[Records from a point labeling set]
begin

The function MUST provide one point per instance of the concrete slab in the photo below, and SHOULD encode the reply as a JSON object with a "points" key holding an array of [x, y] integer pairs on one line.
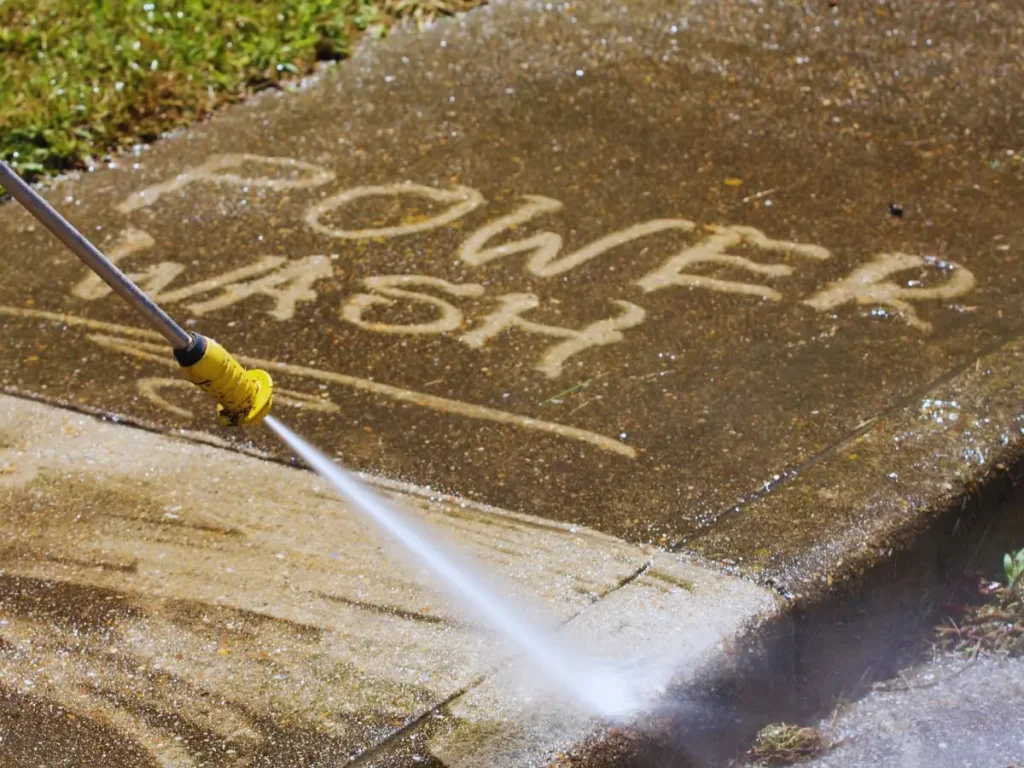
{"points": [[165, 603], [625, 265], [945, 714]]}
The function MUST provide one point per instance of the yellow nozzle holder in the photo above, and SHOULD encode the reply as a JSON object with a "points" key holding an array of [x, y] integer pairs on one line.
{"points": [[243, 396]]}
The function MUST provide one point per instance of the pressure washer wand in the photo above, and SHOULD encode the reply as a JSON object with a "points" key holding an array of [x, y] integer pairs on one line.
{"points": [[243, 396]]}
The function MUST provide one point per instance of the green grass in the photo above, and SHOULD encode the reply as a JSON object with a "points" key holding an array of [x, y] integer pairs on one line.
{"points": [[81, 78]]}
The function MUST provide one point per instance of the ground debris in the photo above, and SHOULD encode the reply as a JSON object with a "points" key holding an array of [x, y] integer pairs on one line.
{"points": [[990, 621], [780, 743]]}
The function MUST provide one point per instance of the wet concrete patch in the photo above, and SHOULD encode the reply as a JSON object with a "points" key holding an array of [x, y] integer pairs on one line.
{"points": [[193, 607], [619, 266]]}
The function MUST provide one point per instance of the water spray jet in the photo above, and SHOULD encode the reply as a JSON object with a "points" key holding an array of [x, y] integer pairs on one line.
{"points": [[245, 397]]}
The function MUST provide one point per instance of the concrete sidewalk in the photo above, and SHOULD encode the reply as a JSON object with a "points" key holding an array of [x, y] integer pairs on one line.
{"points": [[167, 603], [735, 282]]}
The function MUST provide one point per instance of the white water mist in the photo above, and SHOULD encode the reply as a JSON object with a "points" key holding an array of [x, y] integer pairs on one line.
{"points": [[597, 687]]}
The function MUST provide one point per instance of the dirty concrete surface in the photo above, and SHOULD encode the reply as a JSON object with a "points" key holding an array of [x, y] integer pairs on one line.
{"points": [[164, 603], [947, 713], [571, 163], [735, 280]]}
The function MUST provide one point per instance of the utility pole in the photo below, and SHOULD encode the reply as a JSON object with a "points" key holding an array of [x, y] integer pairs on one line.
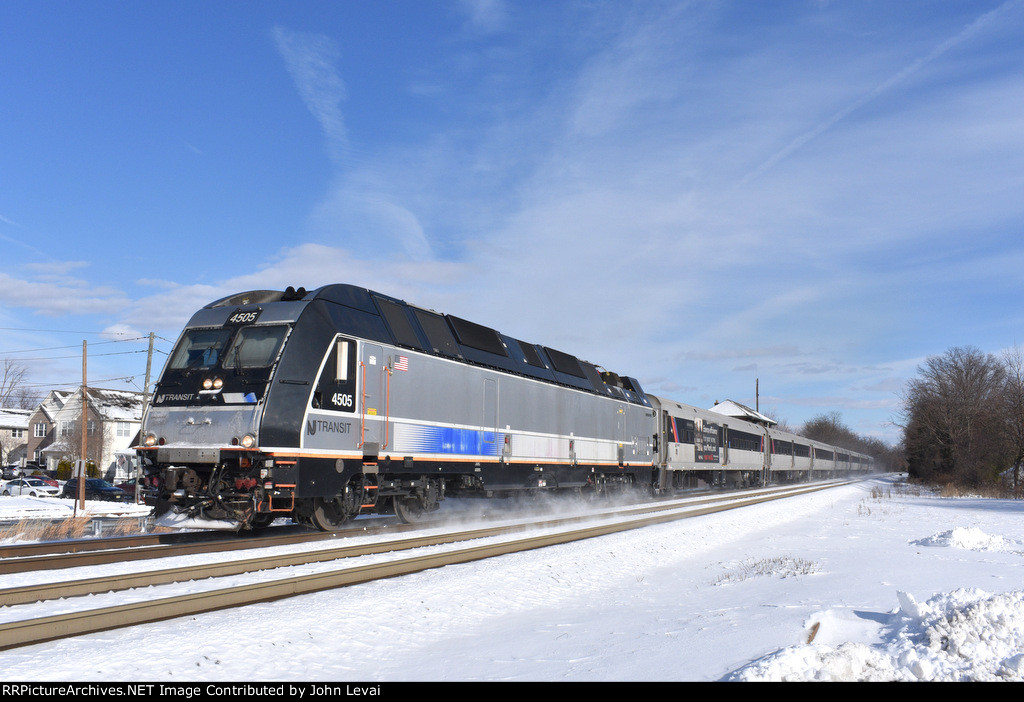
{"points": [[84, 425], [141, 424]]}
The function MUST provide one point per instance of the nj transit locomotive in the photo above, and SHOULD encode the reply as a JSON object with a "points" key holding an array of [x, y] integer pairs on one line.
{"points": [[325, 404]]}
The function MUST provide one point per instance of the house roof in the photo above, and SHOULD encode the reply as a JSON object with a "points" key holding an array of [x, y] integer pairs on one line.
{"points": [[741, 411]]}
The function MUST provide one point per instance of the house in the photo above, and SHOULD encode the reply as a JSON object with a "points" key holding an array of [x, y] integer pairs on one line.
{"points": [[41, 425], [741, 411], [13, 435], [112, 426]]}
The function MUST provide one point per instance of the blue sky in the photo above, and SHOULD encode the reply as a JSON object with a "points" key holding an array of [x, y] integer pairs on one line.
{"points": [[817, 194]]}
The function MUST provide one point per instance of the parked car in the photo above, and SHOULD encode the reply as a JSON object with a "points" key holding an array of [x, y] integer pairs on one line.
{"points": [[34, 487], [96, 488]]}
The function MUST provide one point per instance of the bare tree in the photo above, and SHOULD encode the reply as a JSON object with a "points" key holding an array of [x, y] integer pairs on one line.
{"points": [[1013, 409], [12, 389], [953, 409]]}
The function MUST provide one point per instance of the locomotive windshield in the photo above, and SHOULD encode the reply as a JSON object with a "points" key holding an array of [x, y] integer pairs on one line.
{"points": [[200, 349], [252, 347]]}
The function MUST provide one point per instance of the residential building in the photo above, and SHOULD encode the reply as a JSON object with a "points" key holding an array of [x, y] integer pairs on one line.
{"points": [[41, 427], [112, 425], [13, 435]]}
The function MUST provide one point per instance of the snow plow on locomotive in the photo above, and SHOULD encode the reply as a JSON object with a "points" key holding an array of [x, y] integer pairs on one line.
{"points": [[322, 405]]}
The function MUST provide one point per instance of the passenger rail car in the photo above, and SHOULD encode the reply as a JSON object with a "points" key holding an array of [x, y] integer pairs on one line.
{"points": [[325, 404]]}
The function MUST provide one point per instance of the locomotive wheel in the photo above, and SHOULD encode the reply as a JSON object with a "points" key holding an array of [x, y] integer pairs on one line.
{"points": [[328, 515]]}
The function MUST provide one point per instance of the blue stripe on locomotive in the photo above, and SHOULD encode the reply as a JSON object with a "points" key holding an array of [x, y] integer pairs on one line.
{"points": [[452, 440]]}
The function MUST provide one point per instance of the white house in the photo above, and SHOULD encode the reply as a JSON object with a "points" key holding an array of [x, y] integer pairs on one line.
{"points": [[112, 426]]}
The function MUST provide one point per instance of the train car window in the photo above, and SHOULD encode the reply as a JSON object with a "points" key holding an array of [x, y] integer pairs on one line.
{"points": [[477, 337], [336, 386], [401, 327], [437, 333], [342, 349], [200, 349], [563, 362], [255, 347]]}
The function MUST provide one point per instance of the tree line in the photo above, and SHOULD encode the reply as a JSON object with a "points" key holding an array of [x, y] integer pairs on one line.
{"points": [[964, 419]]}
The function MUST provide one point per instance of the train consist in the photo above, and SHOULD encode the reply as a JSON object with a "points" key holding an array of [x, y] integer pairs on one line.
{"points": [[338, 401]]}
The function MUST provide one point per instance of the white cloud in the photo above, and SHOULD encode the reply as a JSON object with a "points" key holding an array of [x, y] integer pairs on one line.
{"points": [[310, 59]]}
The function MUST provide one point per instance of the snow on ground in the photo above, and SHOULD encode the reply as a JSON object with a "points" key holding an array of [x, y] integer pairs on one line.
{"points": [[16, 508], [872, 581]]}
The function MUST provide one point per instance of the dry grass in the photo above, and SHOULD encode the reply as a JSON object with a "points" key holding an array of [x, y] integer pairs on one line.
{"points": [[70, 528]]}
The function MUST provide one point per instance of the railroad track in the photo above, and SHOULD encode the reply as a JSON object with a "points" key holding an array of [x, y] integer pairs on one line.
{"points": [[503, 539]]}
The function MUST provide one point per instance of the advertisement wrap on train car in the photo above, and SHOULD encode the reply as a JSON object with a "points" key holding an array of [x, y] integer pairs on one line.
{"points": [[706, 442]]}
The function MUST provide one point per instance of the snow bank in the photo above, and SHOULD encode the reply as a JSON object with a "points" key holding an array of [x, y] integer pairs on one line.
{"points": [[972, 538], [964, 635]]}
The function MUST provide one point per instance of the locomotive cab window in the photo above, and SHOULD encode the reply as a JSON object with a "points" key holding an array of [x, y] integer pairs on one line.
{"points": [[255, 347], [200, 349], [336, 386]]}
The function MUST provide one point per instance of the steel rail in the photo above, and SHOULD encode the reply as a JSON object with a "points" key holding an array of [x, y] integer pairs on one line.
{"points": [[37, 630], [94, 585]]}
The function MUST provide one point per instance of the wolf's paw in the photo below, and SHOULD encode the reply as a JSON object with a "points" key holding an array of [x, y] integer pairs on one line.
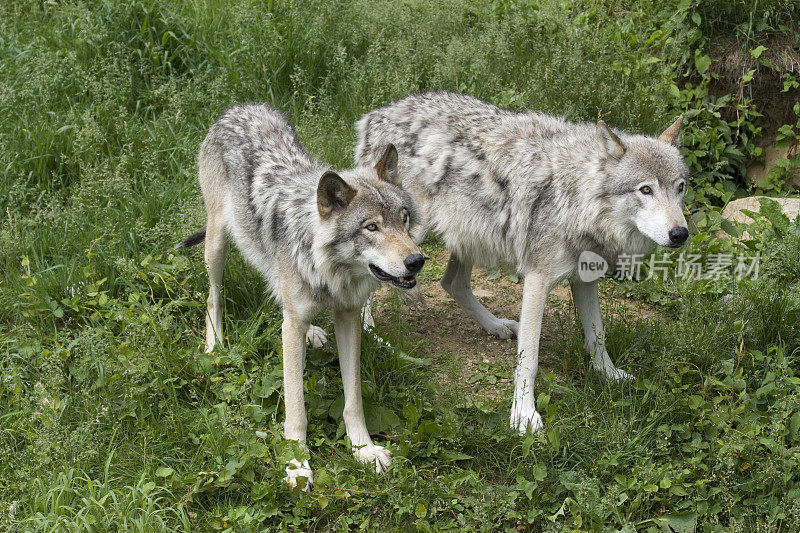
{"points": [[504, 328], [315, 336], [613, 373], [378, 456], [295, 471], [526, 422]]}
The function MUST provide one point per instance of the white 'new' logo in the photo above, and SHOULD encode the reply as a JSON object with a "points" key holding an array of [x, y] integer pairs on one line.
{"points": [[591, 266]]}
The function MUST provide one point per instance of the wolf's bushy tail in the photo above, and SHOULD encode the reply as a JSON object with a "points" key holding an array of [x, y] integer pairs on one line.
{"points": [[195, 238]]}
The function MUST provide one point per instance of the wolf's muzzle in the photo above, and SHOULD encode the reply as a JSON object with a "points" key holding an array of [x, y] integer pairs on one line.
{"points": [[678, 235]]}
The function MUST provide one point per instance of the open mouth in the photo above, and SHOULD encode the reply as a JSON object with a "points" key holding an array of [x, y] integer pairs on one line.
{"points": [[403, 283]]}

end

Exactly as written, give again every line from the one containing "the locomotive cab" through the last line of the material, both included, with the pictures left out.

The function MUST provide one point per instance of the locomotive cab window in the photo above, and SHOULD encode the reply as a JSON object with a "points" key holding an array of [x, y] integer pairs on one line.
{"points": [[255, 347], [200, 349], [336, 386]]}
The function MUST provide one point per instance of the steel rail in the photo above, and SHOULD encode the reply as a JSON object with a "points" key holding an array of [x, y] integer pairs on one line.
{"points": [[37, 630], [94, 585]]}
The function MUST provide one point per instance of the wolf's paw in the photo below, and SHOULD encode the reply as a JSON object with a "points" key holding an array of [x, y] integer pairs on one line.
{"points": [[504, 328], [315, 336], [613, 373], [378, 456], [295, 471], [526, 422]]}
The function MUST provide one point per instance of the white 'new' logo in the photo above, and SHOULD encode the reply as a JSON object with a "points" key holding an array of [x, y] integer pairs on one line.
{"points": [[591, 266]]}
The function MUST provide one point per instance of the wolf's bushy tail in the photo above, and SHOULD encode the reply as a JSON object with a "points" key holding an array of [x, y] integer pairs on one line.
{"points": [[195, 238]]}
The function MUST provide one point per instance of the wolf's muzzle in the photo above, and SHOULD encode the reply as a JSON object with a "points" key holding an array of [x, y] integer pairs on one line.
{"points": [[678, 235]]}
The function MUST provide one point per instance of the open mouth in the photo above, and SHOULD encode the reply as a JSON object with a "points" key holding an array of [x, y] integer pairs on one line.
{"points": [[403, 283]]}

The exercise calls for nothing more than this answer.